-- Work task --
Please retype the listing below, matching every line exactly.

[[ Entries supplied open ]]

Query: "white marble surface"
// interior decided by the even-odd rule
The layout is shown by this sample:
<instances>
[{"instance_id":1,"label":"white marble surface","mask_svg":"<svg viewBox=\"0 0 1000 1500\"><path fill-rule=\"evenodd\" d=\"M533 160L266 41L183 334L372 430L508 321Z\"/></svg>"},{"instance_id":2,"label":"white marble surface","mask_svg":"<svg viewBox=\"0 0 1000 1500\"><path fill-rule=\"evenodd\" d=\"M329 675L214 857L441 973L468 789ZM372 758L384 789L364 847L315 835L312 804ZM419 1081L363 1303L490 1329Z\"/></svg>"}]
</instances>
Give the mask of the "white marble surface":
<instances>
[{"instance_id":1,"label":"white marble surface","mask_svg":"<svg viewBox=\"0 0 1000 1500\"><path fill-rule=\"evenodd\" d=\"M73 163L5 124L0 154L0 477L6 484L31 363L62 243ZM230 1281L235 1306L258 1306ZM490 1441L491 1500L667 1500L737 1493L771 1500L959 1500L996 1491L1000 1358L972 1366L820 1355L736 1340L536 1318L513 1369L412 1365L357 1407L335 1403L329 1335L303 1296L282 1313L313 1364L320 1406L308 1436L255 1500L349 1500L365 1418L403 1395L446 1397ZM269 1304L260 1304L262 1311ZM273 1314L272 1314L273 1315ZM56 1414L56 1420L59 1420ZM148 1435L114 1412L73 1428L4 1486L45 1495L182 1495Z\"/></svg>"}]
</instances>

[[ Entries supplied closed ]]

-- Written answer --
Query: "white marble surface"
// interior decided by the even-odd rule
The layout is shown by this sample:
<instances>
[{"instance_id":1,"label":"white marble surface","mask_svg":"<svg viewBox=\"0 0 1000 1500\"><path fill-rule=\"evenodd\" d=\"M533 160L266 41L183 334L372 430L508 321Z\"/></svg>"},{"instance_id":2,"label":"white marble surface","mask_svg":"<svg viewBox=\"0 0 1000 1500\"><path fill-rule=\"evenodd\" d=\"M329 675L214 857L441 973L468 789ZM372 758L384 789L364 847L315 835L312 804ZM419 1081L363 1303L490 1329Z\"/></svg>"}]
</instances>
Give the mask of the "white marble surface":
<instances>
[{"instance_id":1,"label":"white marble surface","mask_svg":"<svg viewBox=\"0 0 1000 1500\"><path fill-rule=\"evenodd\" d=\"M73 163L5 124L0 154L0 477L6 484L31 363L62 243ZM230 1281L235 1306L258 1306ZM490 1441L491 1500L667 1500L737 1493L771 1500L959 1500L996 1491L1000 1358L972 1366L820 1355L736 1340L536 1318L513 1369L412 1365L357 1407L335 1403L329 1335L303 1296L282 1313L313 1364L320 1406L308 1436L255 1500L349 1500L365 1418L403 1395L446 1397ZM269 1304L260 1304L262 1311ZM273 1314L272 1314L273 1315ZM56 1414L56 1420L59 1420ZM148 1435L114 1412L73 1428L4 1486L45 1495L182 1495Z\"/></svg>"}]
</instances>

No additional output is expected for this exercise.